WHAT IS EXPECTED
Counting only lines below that contain the string "left", give the total as a single number.

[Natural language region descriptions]

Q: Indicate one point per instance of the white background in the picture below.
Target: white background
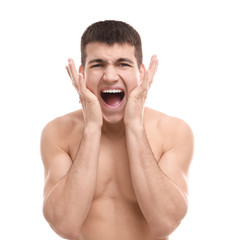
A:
(192, 41)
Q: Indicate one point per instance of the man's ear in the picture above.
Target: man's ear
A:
(141, 74)
(81, 70)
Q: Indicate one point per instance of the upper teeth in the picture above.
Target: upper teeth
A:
(112, 91)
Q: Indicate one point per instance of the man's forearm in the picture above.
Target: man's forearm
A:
(67, 205)
(161, 201)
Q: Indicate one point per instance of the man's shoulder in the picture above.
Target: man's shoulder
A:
(165, 123)
(65, 124)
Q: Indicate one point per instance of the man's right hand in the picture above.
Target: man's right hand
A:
(90, 104)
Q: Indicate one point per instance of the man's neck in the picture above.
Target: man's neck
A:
(116, 130)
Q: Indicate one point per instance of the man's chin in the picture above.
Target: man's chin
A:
(113, 119)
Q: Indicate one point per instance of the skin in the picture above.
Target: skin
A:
(115, 173)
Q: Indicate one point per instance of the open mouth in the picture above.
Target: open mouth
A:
(112, 97)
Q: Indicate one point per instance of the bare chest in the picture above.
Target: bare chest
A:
(114, 178)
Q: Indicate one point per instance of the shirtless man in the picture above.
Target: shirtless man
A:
(115, 170)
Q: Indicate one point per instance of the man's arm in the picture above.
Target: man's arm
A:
(160, 188)
(70, 186)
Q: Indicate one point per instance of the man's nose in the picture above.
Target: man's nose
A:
(110, 74)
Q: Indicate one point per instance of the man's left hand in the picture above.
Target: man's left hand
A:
(135, 105)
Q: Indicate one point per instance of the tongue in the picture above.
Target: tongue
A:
(112, 99)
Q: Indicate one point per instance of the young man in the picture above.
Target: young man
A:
(115, 169)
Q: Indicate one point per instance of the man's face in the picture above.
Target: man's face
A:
(111, 73)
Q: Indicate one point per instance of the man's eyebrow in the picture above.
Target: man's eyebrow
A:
(97, 60)
(125, 60)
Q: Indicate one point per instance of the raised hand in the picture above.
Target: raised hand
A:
(90, 104)
(135, 105)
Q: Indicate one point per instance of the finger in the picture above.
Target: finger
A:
(68, 71)
(152, 68)
(74, 75)
(72, 69)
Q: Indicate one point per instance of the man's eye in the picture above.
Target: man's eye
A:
(124, 65)
(97, 65)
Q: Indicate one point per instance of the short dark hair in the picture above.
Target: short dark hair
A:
(111, 32)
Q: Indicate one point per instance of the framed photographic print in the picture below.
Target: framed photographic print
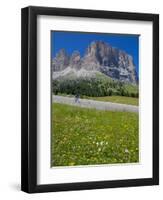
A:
(90, 99)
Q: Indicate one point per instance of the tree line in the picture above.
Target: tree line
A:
(94, 87)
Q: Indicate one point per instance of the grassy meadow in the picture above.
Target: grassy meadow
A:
(114, 99)
(82, 136)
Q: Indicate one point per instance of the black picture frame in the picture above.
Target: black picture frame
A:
(29, 99)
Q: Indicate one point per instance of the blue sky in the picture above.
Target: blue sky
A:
(71, 41)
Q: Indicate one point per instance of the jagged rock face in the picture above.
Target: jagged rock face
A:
(61, 61)
(75, 60)
(101, 57)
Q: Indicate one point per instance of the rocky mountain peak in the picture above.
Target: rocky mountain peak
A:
(100, 57)
(75, 60)
(61, 61)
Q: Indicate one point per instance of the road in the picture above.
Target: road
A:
(99, 105)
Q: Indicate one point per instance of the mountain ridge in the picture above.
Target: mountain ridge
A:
(99, 57)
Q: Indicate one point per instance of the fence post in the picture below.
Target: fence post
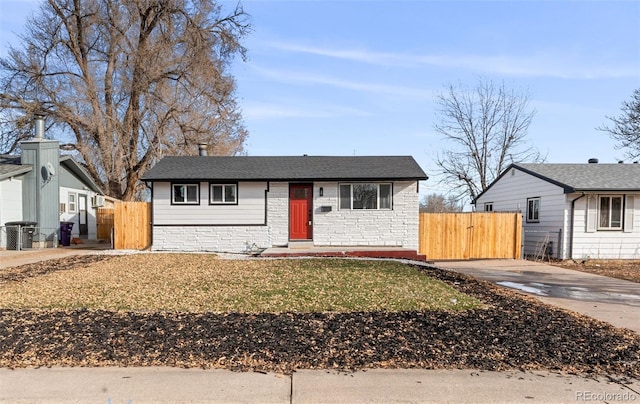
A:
(560, 253)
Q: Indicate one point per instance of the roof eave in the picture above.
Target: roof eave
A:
(72, 165)
(289, 179)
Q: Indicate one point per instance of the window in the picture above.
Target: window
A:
(610, 212)
(72, 203)
(185, 194)
(365, 196)
(223, 194)
(533, 210)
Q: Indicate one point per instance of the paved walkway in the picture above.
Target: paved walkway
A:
(164, 385)
(615, 301)
(12, 258)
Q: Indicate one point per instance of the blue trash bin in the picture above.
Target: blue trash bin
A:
(65, 233)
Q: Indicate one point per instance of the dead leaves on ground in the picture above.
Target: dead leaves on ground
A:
(511, 332)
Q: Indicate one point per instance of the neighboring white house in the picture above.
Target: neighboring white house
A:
(577, 211)
(234, 204)
(73, 196)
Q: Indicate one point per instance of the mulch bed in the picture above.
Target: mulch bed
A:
(512, 332)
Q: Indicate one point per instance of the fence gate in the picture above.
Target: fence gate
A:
(132, 225)
(475, 235)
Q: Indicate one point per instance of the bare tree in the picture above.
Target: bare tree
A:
(626, 127)
(438, 203)
(127, 81)
(485, 128)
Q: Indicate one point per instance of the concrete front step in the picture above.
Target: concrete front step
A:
(343, 252)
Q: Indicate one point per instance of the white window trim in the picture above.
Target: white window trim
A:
(224, 201)
(73, 206)
(377, 184)
(622, 212)
(534, 219)
(186, 193)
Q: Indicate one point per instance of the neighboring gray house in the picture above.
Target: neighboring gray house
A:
(574, 211)
(234, 204)
(43, 187)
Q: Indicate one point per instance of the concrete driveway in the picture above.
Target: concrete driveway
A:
(612, 300)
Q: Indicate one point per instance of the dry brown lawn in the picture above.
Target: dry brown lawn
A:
(205, 283)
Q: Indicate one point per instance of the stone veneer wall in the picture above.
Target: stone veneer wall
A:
(397, 227)
(234, 239)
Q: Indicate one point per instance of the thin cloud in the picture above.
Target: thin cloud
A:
(317, 79)
(540, 65)
(258, 110)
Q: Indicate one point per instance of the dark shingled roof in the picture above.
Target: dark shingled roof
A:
(587, 177)
(287, 168)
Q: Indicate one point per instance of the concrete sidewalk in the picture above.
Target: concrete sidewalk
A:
(12, 258)
(164, 385)
(615, 301)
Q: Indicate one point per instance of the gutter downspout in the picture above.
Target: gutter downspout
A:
(573, 207)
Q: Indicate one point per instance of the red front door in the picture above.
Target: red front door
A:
(300, 207)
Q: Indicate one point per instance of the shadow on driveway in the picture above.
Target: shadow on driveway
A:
(615, 301)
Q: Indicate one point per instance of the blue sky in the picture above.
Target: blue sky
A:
(359, 77)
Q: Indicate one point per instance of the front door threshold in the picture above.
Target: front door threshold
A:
(301, 244)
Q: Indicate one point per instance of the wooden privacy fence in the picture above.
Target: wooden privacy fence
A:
(131, 224)
(450, 236)
(104, 221)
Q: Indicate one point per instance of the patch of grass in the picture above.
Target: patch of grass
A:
(204, 283)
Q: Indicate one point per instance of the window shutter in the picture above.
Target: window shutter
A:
(592, 213)
(629, 208)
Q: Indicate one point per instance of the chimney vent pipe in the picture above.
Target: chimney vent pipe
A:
(39, 126)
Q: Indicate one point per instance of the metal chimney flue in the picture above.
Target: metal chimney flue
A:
(39, 126)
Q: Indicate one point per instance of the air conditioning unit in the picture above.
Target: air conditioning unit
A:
(98, 201)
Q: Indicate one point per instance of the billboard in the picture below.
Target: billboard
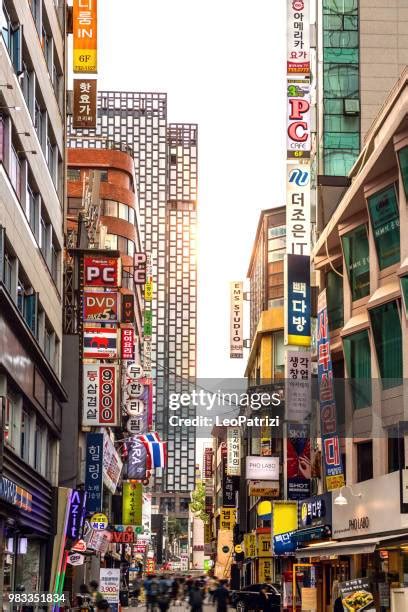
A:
(237, 329)
(100, 306)
(84, 113)
(99, 393)
(327, 402)
(298, 306)
(85, 30)
(100, 343)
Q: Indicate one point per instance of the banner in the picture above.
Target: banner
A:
(298, 37)
(99, 395)
(132, 498)
(94, 472)
(298, 118)
(298, 391)
(237, 329)
(84, 112)
(298, 225)
(137, 454)
(100, 343)
(101, 306)
(84, 28)
(298, 462)
(328, 417)
(233, 451)
(298, 307)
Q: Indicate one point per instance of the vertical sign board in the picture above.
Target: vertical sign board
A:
(94, 472)
(298, 37)
(236, 334)
(327, 402)
(84, 104)
(84, 22)
(297, 300)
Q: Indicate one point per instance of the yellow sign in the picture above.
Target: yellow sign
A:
(99, 521)
(228, 518)
(250, 544)
(285, 517)
(264, 541)
(84, 23)
(132, 499)
(265, 570)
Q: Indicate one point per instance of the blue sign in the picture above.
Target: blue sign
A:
(327, 402)
(93, 472)
(298, 300)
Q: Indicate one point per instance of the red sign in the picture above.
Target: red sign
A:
(101, 271)
(127, 343)
(100, 306)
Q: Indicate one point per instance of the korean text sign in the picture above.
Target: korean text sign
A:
(328, 416)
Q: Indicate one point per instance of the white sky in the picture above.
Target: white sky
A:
(222, 64)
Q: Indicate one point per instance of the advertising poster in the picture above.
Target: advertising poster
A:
(328, 417)
(298, 461)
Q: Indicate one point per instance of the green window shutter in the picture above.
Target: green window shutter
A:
(384, 215)
(386, 325)
(357, 354)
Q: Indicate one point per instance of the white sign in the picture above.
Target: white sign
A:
(298, 228)
(298, 51)
(262, 468)
(237, 329)
(298, 365)
(234, 451)
(75, 559)
(109, 584)
(298, 118)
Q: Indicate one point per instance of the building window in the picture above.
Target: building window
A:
(334, 291)
(364, 461)
(403, 161)
(357, 353)
(386, 325)
(383, 208)
(356, 256)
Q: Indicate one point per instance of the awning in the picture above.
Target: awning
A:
(351, 547)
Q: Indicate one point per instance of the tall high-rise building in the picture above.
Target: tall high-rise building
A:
(166, 175)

SOLUTION
2